> _Direction a_
Report every line of the entries that contains the string "blue", copying each one in full. Case counts.

> _Page extract_

Author demystifies the Vatican

By  Ron Stang, Catholic Register Special
  • June 9, 2013

WINDSOR, ONT. - John Thavis was a prognosticator of the first degree.

The veteran Vatican correspondent and former Rome bureau chief for Catholic News Service was one of the very few in the media who predicted that 2013 would be a phenomenal year for the Church with the election of a new pope.

And Thavis wasn’t even based in Rome when he made his prediction. He had retired to his native Minnesota and had published The New York Times bestseller The Vatican Diaries: A Behind-the- Scenes Look at the Power, Personalities and Politics at the Heart of the Catholic Church.

“But once a Vaticanista always a Vaticanista,” joked Thavis, who kept his ear close to the ground — or rather his eye on the Internet — of his former Vatican news sources to read the curia’s tea leaves.
But it was more than that.

Thavis, after 30 years in Rome — perhaps the most informed journalist covering the Holy See — also knew that Pope Benedict would break from tradition by announcing his resignation. After all, late last year the Pope-emeritus had completed his books on Jesus of Nazareth, appointed a large number of cardinals as if he “seemed to be setting up a conclave.” And Benedict earlier had indicated it was “a duty” to resign and not drag the Church through a period of a pope’s extended ill health.

And, arriving back in Rome at the right place at the very right time, Thavis noted in his blog that Argentina’s Cardinal Jorge Bergoglio, now Pope Francis, was “a rising star” as a clear-sighted critic of the Vatican establishment.

Now, Thavis told an audience at Assumption University here May 28, where he was awarded the institution’s annual Christian Culture Gold Medal, he hopes this reformer will be able to “navigate a world he really doesn’t know very well.”

Thavis’s book might help.

The book breaks down the Vatican, demystifying its various offices and roles, and presents the real “humanness” of the institution that the world doesn’t see, largely because the people who cover the Vatican — the media — see it as a “monolithic” institution and more powerful than it actually is. Rome’s annual budget is “less than most American universities,” he said.

That doesn’t mean there aren’t strong personalities galore, many with their own agendas and protected turf, sometimes spouting off in ways that the media take to be the Church’s official position. All that means, Thavis said, is the Vatican can be very “decentralized” and “less like Machiavelli and more like the Keystone Kops.”

It’s a place, he added, “Where the left hand often doesn’t know what the right hand is doing.” This results in officials going rogue with outlandish statements like equating criticism of sexual abuse with Jews victimized in the Holocaust. Or misinterpreting the papal butler scandal. There, the suggestion was that the butler represented deeper skullduggery when “in reality he was an unbalanced, gullible man who had delusions of grandeur,” Thavis said. But how the butler got his job, so close to the pope, suggests a Vatican less corporate than old world patronage where getting even menial jobs “depends on who you know.”

Not that it takes away from the Vatican’s entrenched institutional values. And in many respects Rome can be its own worst enemy.

For example, Thavis said, the Church is still “secretive,” suspicious of outsiders and hidebound when it comes to communication. Yes the Vatican finally has web sites but the content is highly controlled and there are no such things as social media in the sense of online discussion. And the Church’s long time emphasis on academic or ecclesiastical language “can be offensive,” such as calling homosexual behaviour “disordered.”

Further, announcements even at this year’s conclave were made in Latin, which confused the numerous non-Italian speaking cardinals, let alone outside observers.

“The media I think misreads the Vatican,” he said, thinking there’s massive unified scheming behind the curtains when “the grand design is not there.”

Thavis hopes Francis “zeros in” on communication, and believes the new Pope is already changing the elitist face of the Church through his own actions, such as actually living his vow of poverty by eschewing the Papal Apartments, and speaking in a “simple and direct way” what Christ’s teachings are all about.

Francis, Thavis said, “is going to make (the Church’s) message easier for most people to understand.”

> _Material supplied_

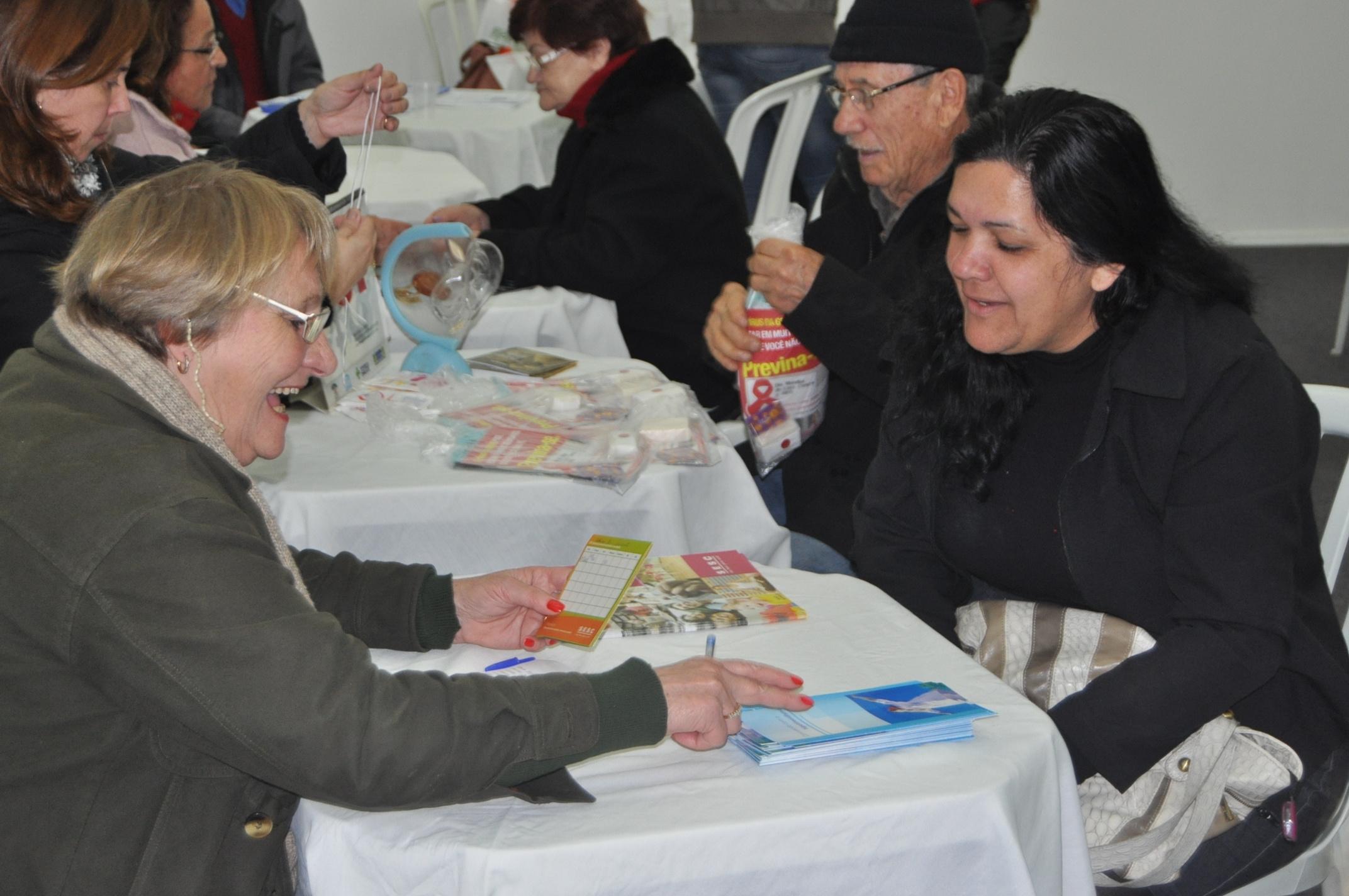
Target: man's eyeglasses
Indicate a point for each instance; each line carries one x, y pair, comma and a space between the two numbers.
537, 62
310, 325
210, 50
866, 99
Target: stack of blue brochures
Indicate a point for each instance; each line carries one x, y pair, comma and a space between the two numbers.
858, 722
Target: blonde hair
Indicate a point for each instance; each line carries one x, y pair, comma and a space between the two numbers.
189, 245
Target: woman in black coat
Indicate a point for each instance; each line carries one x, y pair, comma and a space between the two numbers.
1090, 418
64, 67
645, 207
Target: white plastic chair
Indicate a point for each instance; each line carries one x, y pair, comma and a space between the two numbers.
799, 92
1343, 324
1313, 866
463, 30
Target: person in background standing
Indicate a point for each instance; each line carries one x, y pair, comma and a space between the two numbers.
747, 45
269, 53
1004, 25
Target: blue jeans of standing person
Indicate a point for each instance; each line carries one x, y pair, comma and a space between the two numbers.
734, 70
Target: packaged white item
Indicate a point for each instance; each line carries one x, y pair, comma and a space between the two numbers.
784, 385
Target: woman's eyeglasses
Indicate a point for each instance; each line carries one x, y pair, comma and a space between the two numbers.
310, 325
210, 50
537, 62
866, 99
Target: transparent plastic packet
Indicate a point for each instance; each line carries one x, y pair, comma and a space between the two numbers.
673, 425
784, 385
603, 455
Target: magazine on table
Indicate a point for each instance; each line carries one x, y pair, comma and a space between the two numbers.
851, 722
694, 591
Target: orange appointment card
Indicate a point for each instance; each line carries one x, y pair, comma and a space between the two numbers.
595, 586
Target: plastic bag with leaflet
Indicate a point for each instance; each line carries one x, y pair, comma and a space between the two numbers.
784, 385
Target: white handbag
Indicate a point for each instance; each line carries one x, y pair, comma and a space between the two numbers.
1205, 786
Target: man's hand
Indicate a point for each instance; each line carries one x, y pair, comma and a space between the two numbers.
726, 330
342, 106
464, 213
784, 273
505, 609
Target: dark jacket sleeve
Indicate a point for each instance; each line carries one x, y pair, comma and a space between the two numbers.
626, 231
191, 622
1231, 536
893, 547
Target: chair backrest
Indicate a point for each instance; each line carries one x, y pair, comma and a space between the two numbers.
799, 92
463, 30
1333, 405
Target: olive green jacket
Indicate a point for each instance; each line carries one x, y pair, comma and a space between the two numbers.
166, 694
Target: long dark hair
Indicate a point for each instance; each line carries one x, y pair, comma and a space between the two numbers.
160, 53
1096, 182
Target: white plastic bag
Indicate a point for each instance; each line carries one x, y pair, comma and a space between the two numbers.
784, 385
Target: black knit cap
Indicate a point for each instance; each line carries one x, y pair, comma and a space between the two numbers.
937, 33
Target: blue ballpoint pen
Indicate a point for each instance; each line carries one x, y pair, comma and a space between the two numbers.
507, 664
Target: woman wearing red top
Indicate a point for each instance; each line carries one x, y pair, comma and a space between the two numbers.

> _Direction b_
Answer these questions from the article about John Thavis:
(i) How many years did Thavis spend in Rome?
(ii) At which university was he awarded the Christian Culture Gold Medal?
(iii) In what language were announcements made at this year's conclave?

> _Full solution a_
Target: stack of blue brochures
Target: blue jeans of standing person
Target: blue ballpoint pen

> _Full solution b_
(i) 30 years
(ii) Assumption University
(iii) Latin